▶ _Passage provided_:
** Begin **

Workers at EMD started the new year to the news that they were locked out of their jobs. Caterpillar drew their line in the sand at a savage 50% cut in salary and benefit reduction. They shut the doors to the plant, locking out 450 workers and not a peep was heard from the Conservative government. The Prime Minister was willing to use it as a backdrop for an election announcement, but it would seem that, as soon as he pulled out of that station, he was more than willing to leave the London workers tied to the tracks.
When the employees at the factory needed help, he was nowhere to be seen, nor were his members or ministers. It is not that the company was losing money. Days before, it had posted record profits in the United States. Yes, it is true that EMD was not a Canadian company. Over the years, it changed hands and was an American company bought by an American company. While we may not have lost a Canadian company, we certainly lost Canadian jobs, contributing further to the declining manufacturing job numbers, which are down 2.5% from January 2011.
Commentators, like Postmedia columnist, Andrew Coyne, have argued that $16.50 an hour may not be $34 an hour but that it sure beats zero. On the face of that argument, he is correct and I imagine that he is not alone in that opinion. However, it is an argument that only someone who is gainfully employed can make. It is a truly difficult task for him or I for that matter to put ourselves in the shoes of the welder or assembler who works for a living, makes a budget in order to pay the mortgage on a home, makes car payments, buys groceries, pays for braces, soccer and university tuition, and maybe at the end of a paycheque can save a buck or two for a pension. That, coincidentally, the Conservative government is set to claw back.
Most Canadians do not need to wonder from day to day whether they will receive their full salaries. They can bank on it, make priorities and live their lives.
These are events that traumatize families and their children and the communities in which they live, and we must stop looking at them like statistics. We either decide to do nothing about them and hope to manage the rise and fall of what some dismiss as a few percentage points here and there, like the current government, treating families out of work like numbers to be moved around on a board, or we draft meaningful legislation and regulations to ensure that investment in Canada by foreign companies is sustainable and truly in the net best interests of Canadians.

** End **

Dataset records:
** Begin **

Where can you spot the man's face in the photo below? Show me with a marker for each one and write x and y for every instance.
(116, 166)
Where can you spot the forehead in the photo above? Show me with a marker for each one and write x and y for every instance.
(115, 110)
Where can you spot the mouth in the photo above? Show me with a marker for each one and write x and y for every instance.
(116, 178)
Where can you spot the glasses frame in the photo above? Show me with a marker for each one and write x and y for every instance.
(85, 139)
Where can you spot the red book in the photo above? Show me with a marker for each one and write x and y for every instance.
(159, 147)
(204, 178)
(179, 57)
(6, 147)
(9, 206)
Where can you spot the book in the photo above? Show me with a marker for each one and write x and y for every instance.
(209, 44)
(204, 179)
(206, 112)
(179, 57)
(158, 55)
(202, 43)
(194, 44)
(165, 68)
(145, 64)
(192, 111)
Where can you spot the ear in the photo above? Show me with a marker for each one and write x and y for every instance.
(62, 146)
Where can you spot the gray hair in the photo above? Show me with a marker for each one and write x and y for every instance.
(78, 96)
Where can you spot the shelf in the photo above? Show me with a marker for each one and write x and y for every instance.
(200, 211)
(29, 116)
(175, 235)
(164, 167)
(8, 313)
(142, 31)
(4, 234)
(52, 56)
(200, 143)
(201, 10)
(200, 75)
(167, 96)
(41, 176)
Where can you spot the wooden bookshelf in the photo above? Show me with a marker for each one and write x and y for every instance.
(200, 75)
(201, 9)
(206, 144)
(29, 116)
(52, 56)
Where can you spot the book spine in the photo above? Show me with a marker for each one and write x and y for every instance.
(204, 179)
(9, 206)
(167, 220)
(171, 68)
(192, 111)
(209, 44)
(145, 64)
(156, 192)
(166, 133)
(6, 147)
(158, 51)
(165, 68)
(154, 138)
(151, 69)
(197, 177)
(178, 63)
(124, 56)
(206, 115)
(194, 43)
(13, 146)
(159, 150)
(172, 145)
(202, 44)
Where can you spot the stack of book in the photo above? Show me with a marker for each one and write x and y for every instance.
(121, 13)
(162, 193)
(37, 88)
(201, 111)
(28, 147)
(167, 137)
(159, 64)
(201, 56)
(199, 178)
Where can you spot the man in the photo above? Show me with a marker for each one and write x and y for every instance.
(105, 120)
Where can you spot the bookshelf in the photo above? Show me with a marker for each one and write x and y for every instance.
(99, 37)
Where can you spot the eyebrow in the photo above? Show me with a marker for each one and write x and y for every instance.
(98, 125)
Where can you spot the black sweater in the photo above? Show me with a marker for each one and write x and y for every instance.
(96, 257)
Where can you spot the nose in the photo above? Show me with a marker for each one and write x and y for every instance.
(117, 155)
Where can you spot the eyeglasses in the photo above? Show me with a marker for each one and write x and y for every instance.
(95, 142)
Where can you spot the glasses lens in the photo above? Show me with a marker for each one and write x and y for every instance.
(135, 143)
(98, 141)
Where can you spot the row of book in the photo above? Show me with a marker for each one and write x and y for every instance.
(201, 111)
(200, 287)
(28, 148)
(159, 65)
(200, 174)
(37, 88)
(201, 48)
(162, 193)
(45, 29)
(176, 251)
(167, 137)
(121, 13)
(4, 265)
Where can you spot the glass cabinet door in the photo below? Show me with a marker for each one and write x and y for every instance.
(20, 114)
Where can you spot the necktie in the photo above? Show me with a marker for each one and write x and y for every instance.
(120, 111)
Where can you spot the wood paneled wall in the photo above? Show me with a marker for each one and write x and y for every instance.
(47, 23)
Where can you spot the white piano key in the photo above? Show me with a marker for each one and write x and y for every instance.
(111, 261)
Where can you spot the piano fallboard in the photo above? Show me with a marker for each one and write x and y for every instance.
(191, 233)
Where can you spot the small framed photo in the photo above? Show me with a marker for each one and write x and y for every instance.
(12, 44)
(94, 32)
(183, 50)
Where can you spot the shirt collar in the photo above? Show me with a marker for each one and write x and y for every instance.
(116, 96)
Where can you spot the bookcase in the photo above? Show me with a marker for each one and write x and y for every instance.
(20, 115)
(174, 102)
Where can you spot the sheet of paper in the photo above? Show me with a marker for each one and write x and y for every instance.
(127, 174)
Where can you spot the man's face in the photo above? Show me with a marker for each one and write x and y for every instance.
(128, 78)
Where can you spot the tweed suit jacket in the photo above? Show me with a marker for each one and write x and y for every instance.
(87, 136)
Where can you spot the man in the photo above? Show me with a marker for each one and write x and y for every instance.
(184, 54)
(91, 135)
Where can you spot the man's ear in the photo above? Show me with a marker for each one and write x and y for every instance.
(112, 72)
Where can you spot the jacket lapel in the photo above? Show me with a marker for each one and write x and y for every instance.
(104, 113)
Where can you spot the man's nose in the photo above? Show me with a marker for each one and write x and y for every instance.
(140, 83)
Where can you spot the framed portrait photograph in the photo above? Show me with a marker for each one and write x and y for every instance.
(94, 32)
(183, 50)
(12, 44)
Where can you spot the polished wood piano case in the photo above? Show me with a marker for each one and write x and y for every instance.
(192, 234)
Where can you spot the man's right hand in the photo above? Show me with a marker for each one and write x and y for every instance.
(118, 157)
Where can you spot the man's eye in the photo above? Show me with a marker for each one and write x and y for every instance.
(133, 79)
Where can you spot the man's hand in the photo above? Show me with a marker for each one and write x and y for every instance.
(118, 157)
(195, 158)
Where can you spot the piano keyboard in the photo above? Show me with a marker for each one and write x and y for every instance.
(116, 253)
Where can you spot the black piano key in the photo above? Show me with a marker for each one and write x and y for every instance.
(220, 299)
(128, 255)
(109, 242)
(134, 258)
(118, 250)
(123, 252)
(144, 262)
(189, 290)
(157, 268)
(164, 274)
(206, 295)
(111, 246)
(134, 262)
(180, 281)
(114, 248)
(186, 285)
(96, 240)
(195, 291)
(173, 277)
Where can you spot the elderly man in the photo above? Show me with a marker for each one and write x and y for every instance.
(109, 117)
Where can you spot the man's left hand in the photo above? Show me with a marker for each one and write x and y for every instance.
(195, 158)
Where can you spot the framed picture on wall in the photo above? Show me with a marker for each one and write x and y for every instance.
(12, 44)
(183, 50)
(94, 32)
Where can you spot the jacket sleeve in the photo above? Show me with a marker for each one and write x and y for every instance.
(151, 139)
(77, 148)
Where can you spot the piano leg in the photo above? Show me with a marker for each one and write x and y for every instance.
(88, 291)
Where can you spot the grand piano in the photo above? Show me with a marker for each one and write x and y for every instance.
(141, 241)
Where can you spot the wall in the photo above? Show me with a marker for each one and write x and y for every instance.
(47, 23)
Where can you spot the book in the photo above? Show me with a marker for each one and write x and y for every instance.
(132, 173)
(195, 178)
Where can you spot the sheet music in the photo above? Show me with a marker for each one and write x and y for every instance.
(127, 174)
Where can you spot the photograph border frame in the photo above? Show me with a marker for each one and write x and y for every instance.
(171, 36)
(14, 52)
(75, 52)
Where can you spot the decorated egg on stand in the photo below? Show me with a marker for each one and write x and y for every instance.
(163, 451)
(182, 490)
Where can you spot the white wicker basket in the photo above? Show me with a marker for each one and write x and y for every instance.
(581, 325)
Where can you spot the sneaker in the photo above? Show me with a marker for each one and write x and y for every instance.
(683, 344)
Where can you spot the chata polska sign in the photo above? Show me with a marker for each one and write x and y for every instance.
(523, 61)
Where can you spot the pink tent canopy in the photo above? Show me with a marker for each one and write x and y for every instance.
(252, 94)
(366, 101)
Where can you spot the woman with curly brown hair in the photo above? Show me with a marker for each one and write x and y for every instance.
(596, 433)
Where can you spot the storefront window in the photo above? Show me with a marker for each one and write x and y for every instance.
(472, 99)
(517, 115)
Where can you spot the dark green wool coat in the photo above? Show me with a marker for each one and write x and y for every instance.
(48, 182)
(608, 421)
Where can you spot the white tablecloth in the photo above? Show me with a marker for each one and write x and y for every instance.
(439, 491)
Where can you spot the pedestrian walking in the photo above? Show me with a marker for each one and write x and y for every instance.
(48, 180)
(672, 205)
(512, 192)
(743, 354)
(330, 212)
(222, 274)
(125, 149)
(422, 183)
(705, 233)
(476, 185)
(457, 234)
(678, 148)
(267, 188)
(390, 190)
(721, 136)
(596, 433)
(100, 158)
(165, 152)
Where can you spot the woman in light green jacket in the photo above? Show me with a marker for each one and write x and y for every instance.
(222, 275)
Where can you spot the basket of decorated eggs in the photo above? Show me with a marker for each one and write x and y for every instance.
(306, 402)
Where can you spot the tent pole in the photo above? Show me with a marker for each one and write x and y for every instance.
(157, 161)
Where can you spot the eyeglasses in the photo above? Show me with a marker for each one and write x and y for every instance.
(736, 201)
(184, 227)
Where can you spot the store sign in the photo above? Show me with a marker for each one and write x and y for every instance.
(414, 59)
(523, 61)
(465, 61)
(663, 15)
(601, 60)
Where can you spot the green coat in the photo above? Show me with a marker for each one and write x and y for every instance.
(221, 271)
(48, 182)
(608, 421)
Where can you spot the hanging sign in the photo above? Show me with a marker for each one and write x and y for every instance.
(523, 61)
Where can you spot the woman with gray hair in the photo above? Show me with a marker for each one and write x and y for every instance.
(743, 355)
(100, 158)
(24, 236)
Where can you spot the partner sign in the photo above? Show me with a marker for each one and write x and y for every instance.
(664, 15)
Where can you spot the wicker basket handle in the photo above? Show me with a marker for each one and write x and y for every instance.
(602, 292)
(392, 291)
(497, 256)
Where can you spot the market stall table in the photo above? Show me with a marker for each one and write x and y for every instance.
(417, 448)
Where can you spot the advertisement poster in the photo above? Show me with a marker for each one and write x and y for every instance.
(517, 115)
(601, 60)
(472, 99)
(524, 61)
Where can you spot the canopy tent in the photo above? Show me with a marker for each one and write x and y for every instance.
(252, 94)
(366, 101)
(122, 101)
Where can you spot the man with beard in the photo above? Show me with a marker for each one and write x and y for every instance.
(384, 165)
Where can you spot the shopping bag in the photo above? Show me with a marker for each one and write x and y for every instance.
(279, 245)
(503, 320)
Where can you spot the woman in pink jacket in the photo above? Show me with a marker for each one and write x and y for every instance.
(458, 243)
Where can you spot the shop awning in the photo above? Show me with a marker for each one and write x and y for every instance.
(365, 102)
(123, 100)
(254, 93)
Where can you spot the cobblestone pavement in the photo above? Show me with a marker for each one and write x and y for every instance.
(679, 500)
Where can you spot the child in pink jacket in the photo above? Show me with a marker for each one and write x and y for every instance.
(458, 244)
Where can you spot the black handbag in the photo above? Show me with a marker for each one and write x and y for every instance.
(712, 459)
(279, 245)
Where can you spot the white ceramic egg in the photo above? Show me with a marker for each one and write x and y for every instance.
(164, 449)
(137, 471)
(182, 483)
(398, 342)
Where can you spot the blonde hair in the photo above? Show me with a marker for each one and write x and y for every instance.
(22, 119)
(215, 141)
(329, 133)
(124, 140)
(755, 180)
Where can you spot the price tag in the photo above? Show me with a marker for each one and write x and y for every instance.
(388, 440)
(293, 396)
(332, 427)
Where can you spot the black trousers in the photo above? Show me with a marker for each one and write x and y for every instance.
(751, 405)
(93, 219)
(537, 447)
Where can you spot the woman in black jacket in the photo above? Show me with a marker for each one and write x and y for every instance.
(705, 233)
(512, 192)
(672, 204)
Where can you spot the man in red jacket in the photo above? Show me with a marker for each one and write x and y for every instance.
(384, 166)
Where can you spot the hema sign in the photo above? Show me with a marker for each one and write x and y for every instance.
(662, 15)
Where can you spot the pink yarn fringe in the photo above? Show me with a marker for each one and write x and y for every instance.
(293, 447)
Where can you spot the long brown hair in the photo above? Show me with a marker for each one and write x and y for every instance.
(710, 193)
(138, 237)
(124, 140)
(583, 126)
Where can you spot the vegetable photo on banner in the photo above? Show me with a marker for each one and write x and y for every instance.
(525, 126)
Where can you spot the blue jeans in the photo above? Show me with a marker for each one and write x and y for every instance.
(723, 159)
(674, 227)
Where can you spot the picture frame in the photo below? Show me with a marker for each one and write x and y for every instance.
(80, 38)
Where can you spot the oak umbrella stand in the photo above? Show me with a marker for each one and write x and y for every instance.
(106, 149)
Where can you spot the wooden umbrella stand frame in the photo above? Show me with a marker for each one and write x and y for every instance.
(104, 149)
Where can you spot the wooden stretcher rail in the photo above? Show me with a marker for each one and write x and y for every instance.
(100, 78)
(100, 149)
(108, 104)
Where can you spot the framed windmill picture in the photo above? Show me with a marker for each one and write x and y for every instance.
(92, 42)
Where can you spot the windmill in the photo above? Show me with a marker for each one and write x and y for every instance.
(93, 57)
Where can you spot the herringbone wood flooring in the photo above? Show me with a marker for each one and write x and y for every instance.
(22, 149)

** End **

▶ _Parts of the exercise_:
**a)** In the passage about the EMD lockout, how many workers were locked out when Caterpillar shut the doors to the plant?
**b)** Reproduce the stretch of the passage about the EMD lockout from "These are events" through "interests of Canadians.".

▶ _Per-task outputs_:
**a)** 450 workers.

**b)**
These are events that traumatize families and their children and the communities in which they live, and we must stop looking at them like statistics. We either decide to do nothing about them and hope to manage the rise and fall of what some dismiss as a few percentage points here and there, like the current government, treating families out of work like numbers to be moved around on a board, or we draft meaningful legislation and regulations to ensure that investment in Canada by foreign companies is sustainable and truly in the net best interests of Canadians.